Work task
The entries below are to be repeated exactly, and their pictures left out.

Records for this task

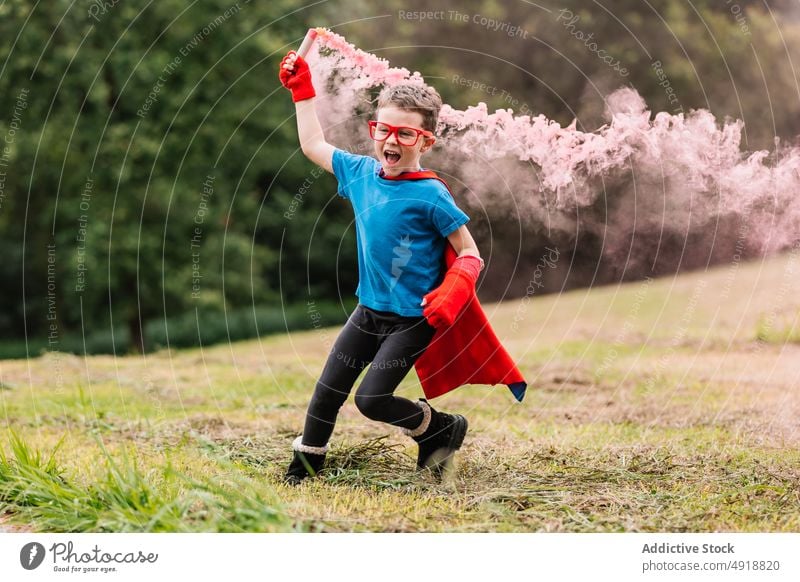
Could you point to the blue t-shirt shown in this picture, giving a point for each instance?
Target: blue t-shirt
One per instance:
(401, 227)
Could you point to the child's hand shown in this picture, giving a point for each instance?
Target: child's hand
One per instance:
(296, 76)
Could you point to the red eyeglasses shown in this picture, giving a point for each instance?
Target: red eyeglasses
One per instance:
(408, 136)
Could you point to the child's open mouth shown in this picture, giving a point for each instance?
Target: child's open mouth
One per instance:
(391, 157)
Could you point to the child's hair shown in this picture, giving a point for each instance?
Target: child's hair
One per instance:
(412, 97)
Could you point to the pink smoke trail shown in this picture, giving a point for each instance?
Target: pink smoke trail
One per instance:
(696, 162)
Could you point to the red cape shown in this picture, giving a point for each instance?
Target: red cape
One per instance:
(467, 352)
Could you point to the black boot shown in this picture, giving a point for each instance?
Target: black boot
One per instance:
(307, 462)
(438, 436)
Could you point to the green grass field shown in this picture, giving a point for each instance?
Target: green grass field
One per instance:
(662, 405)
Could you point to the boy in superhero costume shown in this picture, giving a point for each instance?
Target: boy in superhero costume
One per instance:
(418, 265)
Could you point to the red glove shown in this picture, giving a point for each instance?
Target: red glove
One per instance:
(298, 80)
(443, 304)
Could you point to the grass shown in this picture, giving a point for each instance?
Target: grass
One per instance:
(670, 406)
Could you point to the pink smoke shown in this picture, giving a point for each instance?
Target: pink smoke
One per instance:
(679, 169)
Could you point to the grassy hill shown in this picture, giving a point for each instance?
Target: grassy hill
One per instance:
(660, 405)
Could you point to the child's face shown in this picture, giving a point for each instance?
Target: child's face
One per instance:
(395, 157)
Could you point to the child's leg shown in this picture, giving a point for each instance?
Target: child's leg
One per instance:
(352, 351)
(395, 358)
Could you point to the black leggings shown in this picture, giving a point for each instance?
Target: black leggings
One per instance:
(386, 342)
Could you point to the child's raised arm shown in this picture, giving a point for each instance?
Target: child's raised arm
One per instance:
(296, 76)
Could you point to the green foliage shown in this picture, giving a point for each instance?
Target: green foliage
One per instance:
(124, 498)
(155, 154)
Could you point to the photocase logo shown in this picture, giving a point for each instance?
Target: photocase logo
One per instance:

Result for this task
Could you point to the blue t-shirt shown in this picture, giving a point for each instance?
Target: blue t-shirt
One per instance:
(401, 227)
Could you point to the child's hand shown in this picture, giving a point for each instance?
Target: child's hand
One per instance:
(296, 76)
Could you point to the red eyeglasses shown in this picture, giving a point for each instance?
Target: red eyeglasses
One per instance:
(408, 136)
Could you point to the child's open mouth shown in this picture, giving a point for each instance?
Target: child's open mouth
One per instance:
(391, 157)
Could you point to the child's hair shown in this picture, giving a point for each instance?
Target: child's hair
One per instance:
(412, 97)
Could you point to the pink smoke trail shown in this picture, giving a point for each instance?
Target: pink smoke trail
One per instance:
(696, 162)
Could you point to the red cape shown in this picture, giving a point for each instance?
Target: red cape
One per instance:
(467, 352)
Could you point to the black boot shown in this picture, giving a point for each instance?
Target: black boot
One per instance:
(307, 462)
(438, 436)
Could you point to the green grass field shown in this picture, giving a point for each instance?
Target: green grass field
One per instance:
(662, 405)
Could you point to the boy in superhero costume shown in this picture, giving a point for each instance?
Target: boy in superhero costume
One per instance:
(418, 265)
Could you point to the red glove shown in this picture, giving a point for each instance?
Target: red glove
One per instance:
(298, 80)
(443, 304)
Could you point to the grass shown in this picture, giving a point for each instance?
Target: grass
One per instance:
(670, 406)
Could you point to the pink smoke shown in this picture, giving a point for each instance?
Target: pink smoke
One per instance:
(679, 169)
Could you point to the grassy hill shown in this picture, giving a point for each instance?
Target: grassy hill
One per instance:
(660, 405)
Could you point to the child's face shown in this picture, giving a point for each instance?
Target: child's face
One per instance:
(395, 157)
Could you point to the child's leg shown in this picture, giving a point for each instance?
Target: child's leg
One per instance:
(352, 351)
(395, 358)
Could you point to the black leggings shown in this picture, giving a point for each instance?
Target: black leggings
One per instance:
(386, 342)
Could you point to the child's raised arm shown in this picture, giving a point for each instance?
Target: child's raised arm
One per instance:
(296, 76)
Could you point to the green foliage shown in this picture, giving a point for each instance?
Target: green foliage
One per instance:
(124, 498)
(155, 154)
Could you point to the photocase logo shown in this picture, giving a point for each instance?
Target: photocase logo
One per instance:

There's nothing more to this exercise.